Excerpts from point annotation data:
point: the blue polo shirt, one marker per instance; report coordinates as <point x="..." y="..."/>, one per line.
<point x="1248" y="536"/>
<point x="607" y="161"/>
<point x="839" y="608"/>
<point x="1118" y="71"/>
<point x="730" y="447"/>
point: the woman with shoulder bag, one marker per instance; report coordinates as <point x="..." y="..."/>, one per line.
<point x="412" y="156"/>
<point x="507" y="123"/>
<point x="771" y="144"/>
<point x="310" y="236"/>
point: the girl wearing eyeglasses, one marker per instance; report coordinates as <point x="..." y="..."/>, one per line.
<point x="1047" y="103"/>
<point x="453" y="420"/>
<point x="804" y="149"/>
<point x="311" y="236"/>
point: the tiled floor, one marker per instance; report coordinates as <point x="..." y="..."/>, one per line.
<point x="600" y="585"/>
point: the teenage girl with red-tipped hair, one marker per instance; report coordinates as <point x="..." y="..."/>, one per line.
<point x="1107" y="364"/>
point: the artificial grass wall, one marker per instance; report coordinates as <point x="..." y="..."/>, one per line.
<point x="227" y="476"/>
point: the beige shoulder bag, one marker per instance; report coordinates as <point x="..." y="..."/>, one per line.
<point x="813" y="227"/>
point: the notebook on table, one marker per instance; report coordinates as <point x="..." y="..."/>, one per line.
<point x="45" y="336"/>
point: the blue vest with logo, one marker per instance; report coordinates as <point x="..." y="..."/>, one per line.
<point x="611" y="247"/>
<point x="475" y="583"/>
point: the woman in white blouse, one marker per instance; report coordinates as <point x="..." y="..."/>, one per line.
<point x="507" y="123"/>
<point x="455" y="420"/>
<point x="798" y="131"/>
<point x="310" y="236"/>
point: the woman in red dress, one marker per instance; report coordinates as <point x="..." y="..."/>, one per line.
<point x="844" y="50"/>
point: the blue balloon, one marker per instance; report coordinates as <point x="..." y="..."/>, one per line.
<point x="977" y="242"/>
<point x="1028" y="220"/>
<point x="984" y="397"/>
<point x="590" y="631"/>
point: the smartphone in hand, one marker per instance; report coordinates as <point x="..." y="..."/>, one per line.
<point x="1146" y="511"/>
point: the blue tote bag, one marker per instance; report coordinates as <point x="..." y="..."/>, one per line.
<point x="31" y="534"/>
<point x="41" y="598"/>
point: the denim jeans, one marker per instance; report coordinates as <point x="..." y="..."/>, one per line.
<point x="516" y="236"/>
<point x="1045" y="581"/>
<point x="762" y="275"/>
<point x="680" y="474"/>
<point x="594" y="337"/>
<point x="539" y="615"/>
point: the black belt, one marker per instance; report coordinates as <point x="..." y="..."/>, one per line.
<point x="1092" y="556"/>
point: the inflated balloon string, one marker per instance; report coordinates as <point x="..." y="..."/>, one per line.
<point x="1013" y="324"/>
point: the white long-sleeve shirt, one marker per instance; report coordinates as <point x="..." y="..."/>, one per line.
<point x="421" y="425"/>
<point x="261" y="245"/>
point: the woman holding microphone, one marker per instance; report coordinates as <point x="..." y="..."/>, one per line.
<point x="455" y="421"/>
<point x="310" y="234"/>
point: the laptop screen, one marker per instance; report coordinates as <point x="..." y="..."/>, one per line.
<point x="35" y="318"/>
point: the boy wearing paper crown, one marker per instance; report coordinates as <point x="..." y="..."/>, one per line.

_SET TASK_
Can you recast the data, from the line containing "point: the woman holding" through the end of the data, both ends included, as a JSON list of strings with one string per line and blank lines left out?

_FULL ANSWER_
[
  "point: the woman holding microphone, one marker per instance; report coordinates as <point x=\"...\" y=\"...\"/>, one per line.",
  "<point x=\"455\" y=\"421\"/>",
  "<point x=\"310\" y=\"234\"/>",
  "point: the laptop screen, one marker per instance; report coordinates as <point x=\"...\" y=\"...\"/>, one per line.",
  "<point x=\"35\" y=\"318\"/>",
  "point: the boy wearing paper crown, one marker per instance; report coordinates as <point x=\"...\" y=\"...\"/>, one per line."
]